How to complete this task – Transcribe exactly, leaving out pictures, the lines from the one that holds "Find the door" through the end of the data below, including both end lines and no others.

Data section –
===============

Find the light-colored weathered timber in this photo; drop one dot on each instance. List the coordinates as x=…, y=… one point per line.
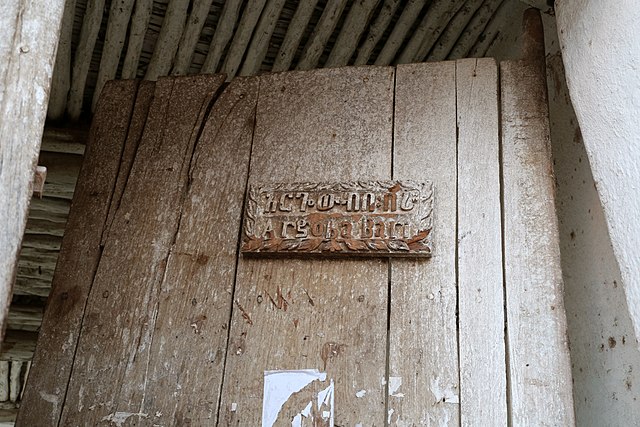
x=408, y=16
x=433, y=23
x=119, y=14
x=224, y=32
x=82, y=58
x=294, y=34
x=449, y=37
x=79, y=257
x=61, y=80
x=190, y=36
x=539, y=363
x=144, y=98
x=328, y=315
x=376, y=30
x=423, y=347
x=168, y=40
x=28, y=41
x=242, y=36
x=137, y=30
x=262, y=35
x=117, y=329
x=321, y=33
x=349, y=37
x=190, y=338
x=483, y=386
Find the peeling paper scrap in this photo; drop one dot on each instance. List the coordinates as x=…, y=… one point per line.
x=280, y=385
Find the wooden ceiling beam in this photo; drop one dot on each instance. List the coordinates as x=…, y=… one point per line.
x=294, y=34
x=429, y=30
x=137, y=31
x=260, y=42
x=190, y=37
x=321, y=34
x=376, y=31
x=456, y=27
x=354, y=25
x=400, y=30
x=474, y=29
x=242, y=37
x=168, y=40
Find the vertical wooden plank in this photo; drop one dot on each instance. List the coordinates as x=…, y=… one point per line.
x=109, y=371
x=79, y=256
x=190, y=340
x=423, y=346
x=483, y=388
x=28, y=41
x=539, y=364
x=320, y=314
x=144, y=99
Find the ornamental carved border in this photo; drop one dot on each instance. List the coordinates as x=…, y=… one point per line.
x=362, y=218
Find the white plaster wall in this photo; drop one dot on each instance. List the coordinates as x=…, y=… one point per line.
x=600, y=41
x=605, y=358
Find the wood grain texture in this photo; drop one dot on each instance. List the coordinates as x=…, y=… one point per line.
x=324, y=314
x=539, y=363
x=109, y=370
x=139, y=116
x=423, y=347
x=483, y=387
x=79, y=257
x=28, y=40
x=196, y=297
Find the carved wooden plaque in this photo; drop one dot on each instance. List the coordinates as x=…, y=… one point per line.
x=372, y=218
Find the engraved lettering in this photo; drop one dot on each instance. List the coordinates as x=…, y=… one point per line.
x=282, y=206
x=285, y=226
x=353, y=202
x=369, y=202
x=303, y=202
x=271, y=203
x=326, y=202
x=301, y=228
x=407, y=201
x=389, y=202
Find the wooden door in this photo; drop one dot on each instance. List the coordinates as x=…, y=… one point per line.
x=158, y=319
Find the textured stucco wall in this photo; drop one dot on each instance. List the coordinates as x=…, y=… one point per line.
x=600, y=41
x=604, y=355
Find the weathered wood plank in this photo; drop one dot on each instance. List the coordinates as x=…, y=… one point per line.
x=122, y=306
x=321, y=33
x=294, y=34
x=61, y=80
x=297, y=314
x=353, y=27
x=408, y=16
x=79, y=257
x=376, y=31
x=82, y=58
x=137, y=31
x=28, y=41
x=119, y=14
x=224, y=32
x=168, y=40
x=190, y=36
x=261, y=36
x=139, y=116
x=483, y=387
x=423, y=347
x=183, y=387
x=240, y=42
x=539, y=364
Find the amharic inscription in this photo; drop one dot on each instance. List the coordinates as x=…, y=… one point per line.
x=372, y=218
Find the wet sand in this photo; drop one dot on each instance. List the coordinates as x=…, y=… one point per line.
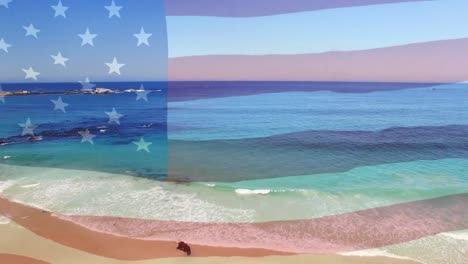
x=20, y=244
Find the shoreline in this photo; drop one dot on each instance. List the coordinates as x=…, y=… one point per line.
x=48, y=226
x=20, y=244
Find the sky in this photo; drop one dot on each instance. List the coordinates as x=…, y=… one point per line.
x=341, y=29
x=58, y=34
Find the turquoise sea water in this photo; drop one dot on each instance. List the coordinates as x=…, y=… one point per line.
x=258, y=157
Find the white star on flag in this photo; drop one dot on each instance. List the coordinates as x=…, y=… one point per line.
x=113, y=10
x=142, y=145
x=5, y=3
x=28, y=128
x=60, y=9
x=114, y=67
x=86, y=136
x=4, y=46
x=142, y=94
x=59, y=59
x=31, y=30
x=59, y=104
x=31, y=74
x=87, y=38
x=142, y=37
x=114, y=117
x=86, y=85
x=2, y=98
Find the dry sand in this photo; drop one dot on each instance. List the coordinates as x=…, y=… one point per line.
x=38, y=234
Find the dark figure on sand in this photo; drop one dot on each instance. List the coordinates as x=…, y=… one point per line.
x=185, y=248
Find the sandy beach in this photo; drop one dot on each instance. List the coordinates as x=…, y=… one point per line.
x=37, y=234
x=19, y=245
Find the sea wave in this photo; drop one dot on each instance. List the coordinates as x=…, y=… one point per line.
x=249, y=192
x=374, y=252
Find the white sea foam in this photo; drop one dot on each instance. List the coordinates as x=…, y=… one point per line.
x=375, y=252
x=250, y=192
x=30, y=185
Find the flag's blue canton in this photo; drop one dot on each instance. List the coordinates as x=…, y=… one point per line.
x=114, y=47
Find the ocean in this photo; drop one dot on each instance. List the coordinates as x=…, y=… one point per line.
x=244, y=152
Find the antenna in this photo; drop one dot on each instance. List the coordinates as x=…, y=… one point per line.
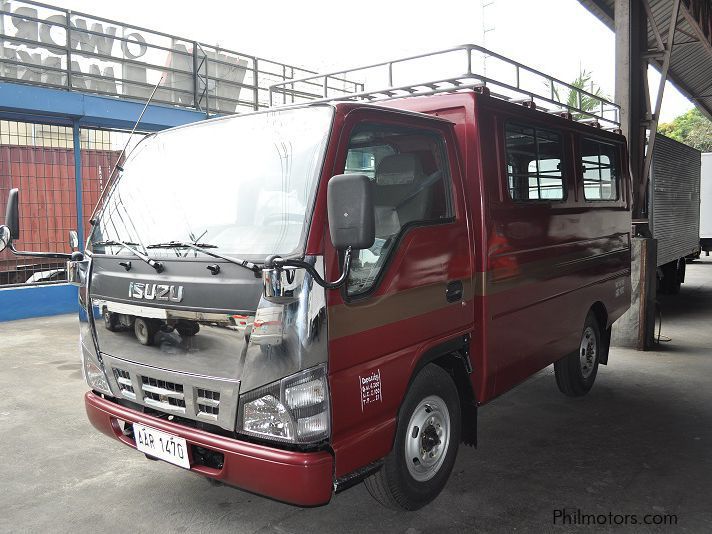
x=123, y=151
x=133, y=130
x=484, y=4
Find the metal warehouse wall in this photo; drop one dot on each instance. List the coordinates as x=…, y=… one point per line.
x=706, y=197
x=675, y=199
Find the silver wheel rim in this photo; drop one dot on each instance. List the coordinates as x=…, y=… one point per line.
x=588, y=352
x=427, y=438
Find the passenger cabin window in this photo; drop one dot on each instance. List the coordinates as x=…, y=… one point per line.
x=534, y=163
x=599, y=165
x=411, y=186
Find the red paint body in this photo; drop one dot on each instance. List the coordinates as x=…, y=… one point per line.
x=520, y=317
x=298, y=478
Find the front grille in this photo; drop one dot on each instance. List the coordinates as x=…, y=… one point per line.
x=161, y=384
x=123, y=378
x=163, y=395
x=199, y=398
x=208, y=403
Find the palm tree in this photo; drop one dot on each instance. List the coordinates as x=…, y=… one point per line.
x=574, y=99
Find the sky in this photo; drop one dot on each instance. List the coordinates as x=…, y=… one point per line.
x=558, y=37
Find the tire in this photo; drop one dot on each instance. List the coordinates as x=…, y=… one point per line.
x=145, y=330
x=576, y=373
x=671, y=278
x=111, y=321
x=425, y=447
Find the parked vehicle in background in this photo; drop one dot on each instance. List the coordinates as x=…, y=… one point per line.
x=706, y=204
x=52, y=275
x=363, y=280
x=674, y=209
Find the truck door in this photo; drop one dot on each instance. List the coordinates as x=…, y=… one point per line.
x=411, y=291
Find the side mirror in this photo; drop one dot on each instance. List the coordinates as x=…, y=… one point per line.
x=12, y=214
x=73, y=240
x=4, y=237
x=352, y=221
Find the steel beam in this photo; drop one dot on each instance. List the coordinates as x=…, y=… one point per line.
x=630, y=92
x=661, y=90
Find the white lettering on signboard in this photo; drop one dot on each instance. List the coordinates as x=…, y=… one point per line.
x=370, y=386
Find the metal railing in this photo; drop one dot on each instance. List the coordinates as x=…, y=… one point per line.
x=51, y=46
x=449, y=70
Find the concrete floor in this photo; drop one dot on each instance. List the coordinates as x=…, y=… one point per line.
x=639, y=443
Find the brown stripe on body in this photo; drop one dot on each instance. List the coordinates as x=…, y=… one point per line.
x=381, y=310
x=502, y=279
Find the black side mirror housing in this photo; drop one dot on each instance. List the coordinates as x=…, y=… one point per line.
x=12, y=214
x=352, y=221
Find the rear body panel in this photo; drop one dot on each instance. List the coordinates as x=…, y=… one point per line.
x=535, y=270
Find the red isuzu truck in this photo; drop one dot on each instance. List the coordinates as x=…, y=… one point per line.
x=296, y=300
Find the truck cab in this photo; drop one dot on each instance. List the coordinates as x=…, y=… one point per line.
x=296, y=300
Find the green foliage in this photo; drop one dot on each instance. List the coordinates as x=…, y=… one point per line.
x=691, y=128
x=585, y=82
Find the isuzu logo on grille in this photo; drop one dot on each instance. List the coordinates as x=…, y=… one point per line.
x=146, y=291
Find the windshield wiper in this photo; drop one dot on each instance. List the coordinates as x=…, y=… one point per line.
x=201, y=247
x=130, y=247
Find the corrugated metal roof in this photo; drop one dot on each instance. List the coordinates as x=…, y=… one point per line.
x=691, y=60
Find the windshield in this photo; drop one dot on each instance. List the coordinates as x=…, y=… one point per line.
x=242, y=186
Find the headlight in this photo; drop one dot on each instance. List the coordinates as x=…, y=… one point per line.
x=293, y=410
x=94, y=374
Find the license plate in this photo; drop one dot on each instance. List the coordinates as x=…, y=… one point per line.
x=161, y=445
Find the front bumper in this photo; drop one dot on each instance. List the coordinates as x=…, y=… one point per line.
x=304, y=479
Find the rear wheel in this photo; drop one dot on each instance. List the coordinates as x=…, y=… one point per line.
x=188, y=328
x=576, y=372
x=426, y=443
x=145, y=330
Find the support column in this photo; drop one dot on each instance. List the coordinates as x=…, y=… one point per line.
x=636, y=328
x=78, y=182
x=631, y=90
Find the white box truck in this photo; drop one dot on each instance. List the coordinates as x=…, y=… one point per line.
x=706, y=204
x=674, y=209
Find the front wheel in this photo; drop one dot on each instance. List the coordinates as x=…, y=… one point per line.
x=576, y=372
x=426, y=443
x=145, y=330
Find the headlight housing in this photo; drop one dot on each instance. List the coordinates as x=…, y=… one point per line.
x=292, y=410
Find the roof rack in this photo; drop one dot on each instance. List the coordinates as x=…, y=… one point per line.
x=452, y=69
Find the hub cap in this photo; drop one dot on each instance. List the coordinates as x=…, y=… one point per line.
x=588, y=352
x=428, y=438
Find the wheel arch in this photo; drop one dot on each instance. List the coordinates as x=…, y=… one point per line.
x=453, y=356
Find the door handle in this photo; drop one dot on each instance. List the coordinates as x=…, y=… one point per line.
x=453, y=291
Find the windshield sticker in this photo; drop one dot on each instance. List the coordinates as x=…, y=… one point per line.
x=370, y=388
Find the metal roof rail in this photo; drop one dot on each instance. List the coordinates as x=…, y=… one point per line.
x=451, y=70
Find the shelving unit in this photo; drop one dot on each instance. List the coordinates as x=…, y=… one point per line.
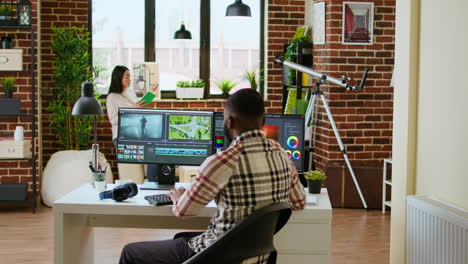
x=386, y=181
x=31, y=115
x=304, y=57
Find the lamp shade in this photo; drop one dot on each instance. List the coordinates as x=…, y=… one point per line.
x=87, y=104
x=238, y=9
x=182, y=33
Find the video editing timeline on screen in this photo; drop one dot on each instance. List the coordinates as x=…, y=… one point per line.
x=164, y=136
x=288, y=130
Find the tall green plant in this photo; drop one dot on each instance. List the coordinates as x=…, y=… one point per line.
x=291, y=51
x=71, y=68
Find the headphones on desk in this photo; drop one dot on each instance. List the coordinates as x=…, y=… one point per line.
x=121, y=192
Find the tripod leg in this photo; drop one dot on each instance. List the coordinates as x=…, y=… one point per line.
x=310, y=110
x=342, y=148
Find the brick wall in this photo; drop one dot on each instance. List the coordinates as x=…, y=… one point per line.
x=284, y=17
x=20, y=171
x=364, y=118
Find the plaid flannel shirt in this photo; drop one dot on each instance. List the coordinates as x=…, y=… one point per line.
x=252, y=173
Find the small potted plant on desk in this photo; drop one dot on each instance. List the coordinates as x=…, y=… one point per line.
x=99, y=181
x=190, y=89
x=8, y=84
x=225, y=86
x=314, y=180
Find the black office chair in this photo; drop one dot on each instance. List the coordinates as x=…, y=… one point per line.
x=251, y=237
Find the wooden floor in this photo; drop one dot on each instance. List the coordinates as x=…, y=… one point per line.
x=358, y=236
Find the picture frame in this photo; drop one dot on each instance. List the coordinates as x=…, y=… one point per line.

===============

Expected answer –
Find the door handle in this photo; drop one dot on each instance. List the coordinates as x=…, y=… one point per line.
x=453, y=291
Find the windshield sticker in this photo; drop one dot on each instance. List the coordinates as x=…, y=… one point per line.
x=370, y=388
Find the metal roof rail in this photo; drop one dot on each instance. List the coordinates as x=…, y=… one point per line.
x=451, y=70
Find the shelving unit in this photo; drop one dot on each instance. List the coordinates as x=…, y=… one point per line.
x=386, y=181
x=31, y=115
x=304, y=57
Find the lamp shade in this photo; drop one dot on each instance. List the coordinates as x=…, y=… one point per line.
x=87, y=104
x=238, y=9
x=182, y=33
Find the video editing timeline on screen in this photo; drop one dot on each instance. List the coordinates as x=…, y=… one point per line.
x=164, y=136
x=288, y=130
Find the tall green plant in this photo; drop one dot on each instance. List the coordinates as x=…, y=… one point per line.
x=291, y=51
x=71, y=68
Find the headphones on desk in this photo; drop one dot on each instance. List the coordinates as x=…, y=… one point per line.
x=121, y=192
Find the tripod leg in this photo; drop one dot on each instance. List the coordinates as x=…, y=… one point per line.
x=310, y=110
x=342, y=148
Find the brick wall in this photo; drop one dot on each instance. List the coordinates as x=…, y=… one point per line.
x=284, y=17
x=20, y=171
x=364, y=118
Find the plaid flannel shirt in this photo; drop one dot on each instance. List the coordinates as x=…, y=… one point per line.
x=252, y=173
Find the small potted plant on desk in this photo; drop one dot on each instance. List the coordinates as x=…, y=… one point per line.
x=99, y=181
x=190, y=89
x=8, y=84
x=225, y=86
x=314, y=180
Find the black office chair in this photo; drop one dot on each instance. List the coordinates as x=…, y=… one point per line.
x=251, y=237
Find the wooden floor in this photo; drop one dot on each instance. List the coordinates as x=…, y=… one point per line.
x=358, y=236
Find the picture frame in this photo; drop one dot on each instance. List the coordinates as x=…, y=… one point per line.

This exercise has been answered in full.